> EXERCISE
Write out all of the material below as a numbered list, one line per item, leaving out any blank lines.

--------------------------------------------------

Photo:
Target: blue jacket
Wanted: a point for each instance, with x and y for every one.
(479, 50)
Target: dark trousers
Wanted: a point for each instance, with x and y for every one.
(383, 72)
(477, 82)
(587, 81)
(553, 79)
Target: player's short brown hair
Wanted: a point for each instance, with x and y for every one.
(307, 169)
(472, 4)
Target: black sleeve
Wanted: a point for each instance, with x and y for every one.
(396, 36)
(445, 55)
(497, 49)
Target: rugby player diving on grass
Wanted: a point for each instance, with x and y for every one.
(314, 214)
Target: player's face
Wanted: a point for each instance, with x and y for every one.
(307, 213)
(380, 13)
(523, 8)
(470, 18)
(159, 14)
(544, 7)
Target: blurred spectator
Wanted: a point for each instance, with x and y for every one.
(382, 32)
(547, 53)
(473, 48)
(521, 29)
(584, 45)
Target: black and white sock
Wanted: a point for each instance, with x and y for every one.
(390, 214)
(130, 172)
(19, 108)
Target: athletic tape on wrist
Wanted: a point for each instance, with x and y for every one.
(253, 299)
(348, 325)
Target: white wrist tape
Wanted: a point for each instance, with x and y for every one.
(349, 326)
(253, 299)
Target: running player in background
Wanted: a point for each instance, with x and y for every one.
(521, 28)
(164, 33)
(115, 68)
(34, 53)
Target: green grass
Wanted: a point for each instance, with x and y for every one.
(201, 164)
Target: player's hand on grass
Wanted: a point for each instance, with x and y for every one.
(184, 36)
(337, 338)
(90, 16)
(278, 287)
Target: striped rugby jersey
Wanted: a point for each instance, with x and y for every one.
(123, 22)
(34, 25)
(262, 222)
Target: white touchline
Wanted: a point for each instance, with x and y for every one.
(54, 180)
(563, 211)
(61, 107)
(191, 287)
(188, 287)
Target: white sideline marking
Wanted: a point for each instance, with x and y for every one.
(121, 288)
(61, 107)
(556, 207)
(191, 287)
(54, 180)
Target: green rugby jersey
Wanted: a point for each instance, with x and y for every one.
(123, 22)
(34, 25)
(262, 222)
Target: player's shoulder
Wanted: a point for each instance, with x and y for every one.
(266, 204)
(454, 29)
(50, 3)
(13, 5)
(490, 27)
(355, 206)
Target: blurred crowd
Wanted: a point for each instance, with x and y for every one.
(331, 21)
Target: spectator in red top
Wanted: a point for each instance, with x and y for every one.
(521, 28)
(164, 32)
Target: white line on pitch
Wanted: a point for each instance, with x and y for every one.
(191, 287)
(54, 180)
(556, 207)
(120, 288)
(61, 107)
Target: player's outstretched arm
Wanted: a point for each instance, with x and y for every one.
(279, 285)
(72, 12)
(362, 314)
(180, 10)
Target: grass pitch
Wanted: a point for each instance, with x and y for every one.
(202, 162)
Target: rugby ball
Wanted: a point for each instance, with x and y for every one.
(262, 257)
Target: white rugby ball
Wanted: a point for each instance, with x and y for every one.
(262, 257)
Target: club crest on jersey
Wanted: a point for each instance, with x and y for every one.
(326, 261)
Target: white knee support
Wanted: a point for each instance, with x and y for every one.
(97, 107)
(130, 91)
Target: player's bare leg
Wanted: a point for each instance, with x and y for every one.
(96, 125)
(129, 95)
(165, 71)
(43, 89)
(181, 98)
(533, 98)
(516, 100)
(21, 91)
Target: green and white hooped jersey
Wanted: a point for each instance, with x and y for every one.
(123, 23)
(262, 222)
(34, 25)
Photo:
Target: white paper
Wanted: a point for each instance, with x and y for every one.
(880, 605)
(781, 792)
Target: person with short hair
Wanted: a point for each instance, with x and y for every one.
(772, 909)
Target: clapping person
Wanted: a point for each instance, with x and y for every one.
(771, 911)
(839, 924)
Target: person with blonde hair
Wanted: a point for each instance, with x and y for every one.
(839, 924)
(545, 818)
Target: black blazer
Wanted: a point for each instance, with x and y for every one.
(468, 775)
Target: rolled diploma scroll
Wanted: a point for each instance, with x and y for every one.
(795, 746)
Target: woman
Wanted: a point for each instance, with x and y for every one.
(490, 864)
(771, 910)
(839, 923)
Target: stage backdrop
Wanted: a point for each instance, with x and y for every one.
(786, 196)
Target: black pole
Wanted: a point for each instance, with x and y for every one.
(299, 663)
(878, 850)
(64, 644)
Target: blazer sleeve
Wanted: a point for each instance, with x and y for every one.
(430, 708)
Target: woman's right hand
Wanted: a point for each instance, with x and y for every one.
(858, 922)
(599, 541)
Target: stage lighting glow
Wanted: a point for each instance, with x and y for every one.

--------------------------------------------------

> WRITTEN ANSWER
1. Photo:
2. Target: blue jacket
3. Wanted: a point for each instance, with x and y for every one.
4. (479, 50)
5. Target: dark trousers
6. Wanted: a point for each instance, with x and y for every one.
7. (383, 72)
8. (477, 82)
9. (587, 81)
10. (553, 79)
11. Target: player's short brown hair
12. Wanted: a point for each instance, with x and y for every one.
13. (307, 169)
14. (472, 4)
15. Target: black sleeve
16. Wanted: a point for each instance, with x and y for every one.
17. (396, 36)
18. (445, 55)
19. (497, 49)
20. Target: rugby player diving on grass
21. Wanted: a point for each instance, with x and y for every one.
22. (314, 214)
23. Target: player's face
24. Wanted: a point for each instance, with x and y for every one.
25. (307, 213)
26. (380, 13)
27. (523, 8)
28. (470, 18)
29. (159, 14)
30. (544, 7)
31. Target: blurred spectator
32. Wanted: a point for each instance, with x and y for every one.
33. (382, 32)
34. (547, 53)
35. (473, 48)
36. (521, 29)
37. (584, 45)
38. Target: black and white sock
39. Wanted: a point for each instance, with x and y for every one.
40. (390, 214)
41. (130, 172)
42. (19, 108)
43. Target: athletic tape on wrist
44. Wanted: a point for each instance, with x and y for every one.
45. (253, 299)
46. (348, 325)
47. Target: white wrist tape
48. Wanted: a point for each instance, with x and y for every one.
49. (349, 326)
50. (253, 299)
51. Target: running player in background
52. Wanted: a point for each instance, with x and y for every one.
53. (521, 28)
54. (164, 33)
55. (115, 68)
56. (34, 53)
57. Target: green grass
58. Wanted: a point for each instance, with x and y for every one.
59. (201, 164)
60. Target: player's hand on grass
61. Wanted: a point for each instance, with x and y for every one.
62. (184, 36)
63. (337, 338)
64. (90, 16)
65. (278, 287)
66. Target: striped rugby jersey
67. Wanted: a point for each instance, with x and y for every one.
68. (123, 22)
69. (34, 25)
70. (262, 222)
71. Target: white touchline
72. Wanted: a point for each instance, with x and y for every one.
73. (54, 180)
74. (563, 211)
75. (61, 107)
76. (191, 287)
77. (188, 287)
78. Target: white sideline marking
79. Wanted: a point for each instance, with x and y for every one.
80. (121, 288)
81. (61, 107)
82. (556, 207)
83. (191, 287)
84. (54, 180)
85. Target: green rugby jersey
86. Wanted: a point for each instance, with x and y for every one.
87. (123, 22)
88. (34, 25)
89. (262, 222)
90. Target: player's shoulder
91. Wanted: a point for each instance, with x and y for every one.
92. (266, 204)
93. (454, 29)
94. (50, 3)
95. (13, 5)
96. (490, 27)
97. (355, 206)
98. Target: blurred crowd
99. Wanted: a point for each instance, with x and y for every one.
100. (331, 21)
101. Target: spectator in red top
102. Wanted: a point for each instance, with x and y for every one.
103. (521, 28)
104. (164, 32)
105. Target: white line on pitch
106. Wanted: a point for each instance, with x and y for every one.
107. (191, 287)
108. (54, 180)
109. (556, 207)
110. (120, 288)
111. (61, 107)
112. Target: player's outstretched arm
113. Wanted: a point for each instance, with x and y for every one.
114. (279, 285)
115. (72, 12)
116. (362, 314)
117. (180, 10)
118. Target: grass pitch
119. Wanted: a point for each instance, with x and y for every one.
120. (202, 162)
121. Target: rugby ball
122. Wanted: a point for each instance, with x and y for every one.
123. (262, 257)
124. Target: white rugby ball
125. Wanted: a point for each instance, with x and y for every one.
126. (262, 257)
127. Target: club crest on jersey
128. Wanted: a point for each instance, with x and y for every one.
129. (326, 261)
130. Target: white knee support
131. Wanted: a point for each instance, with x and y for every one.
132. (97, 107)
133. (130, 91)
134. Target: player's bare leg
135. Wanted: a point for each instance, with x and y for every one.
136. (96, 125)
137. (129, 95)
138. (165, 71)
139. (43, 89)
140. (181, 98)
141. (533, 98)
142. (516, 100)
143. (21, 91)
144. Target: green and white hooped jersey
145. Wanted: a point for each instance, with x and y for every one.
146. (123, 23)
147. (262, 222)
148. (34, 25)
149. Photo:
150. Target: white paper
151. Wanted: a point for each instance, with x and y for every one.
152. (880, 605)
153. (781, 792)
154. Target: person with short hair
155. Wanted: a point for each instance, with x and y for every one.
156. (772, 909)
157. Target: clapping person
158. Wanted: a point for each instance, with x and y for every one.
159. (771, 911)
160. (839, 924)
161. Target: person with blonde hair
162. Wanted: a point for each instance, with x and y for every one.
163. (839, 924)
164. (545, 818)
165. Target: black blazer
166. Wanted: a point for each instance, with x and y for every one.
167. (468, 775)
168. Target: rolled diploma scroll
169. Wanted: a point for each instance, with x and y for every one.
170. (795, 746)
171. Target: woman
172. Wanted: a point for each instance, with x and y for every one.
173. (490, 864)
174. (771, 910)
175. (839, 923)
176. Target: stage backdrop
177. Wanted: a point for each instance, with x and y for every one.
178. (786, 196)
179. Target: black pole
180. Wanted: a point for each instance, with x and y for every one.
181. (299, 663)
182. (878, 850)
183. (64, 644)
184. Target: blazer sleeve
185. Wanted: a point for each instance, with x and y for every one.
186. (430, 708)
187. Target: woman's right hand
188. Wanted: a point for each instance, with x and y for every one.
189. (858, 922)
190. (599, 541)
191. Target: stage lighting glow
192. Wanted: a point for each instance, with x and y for every one.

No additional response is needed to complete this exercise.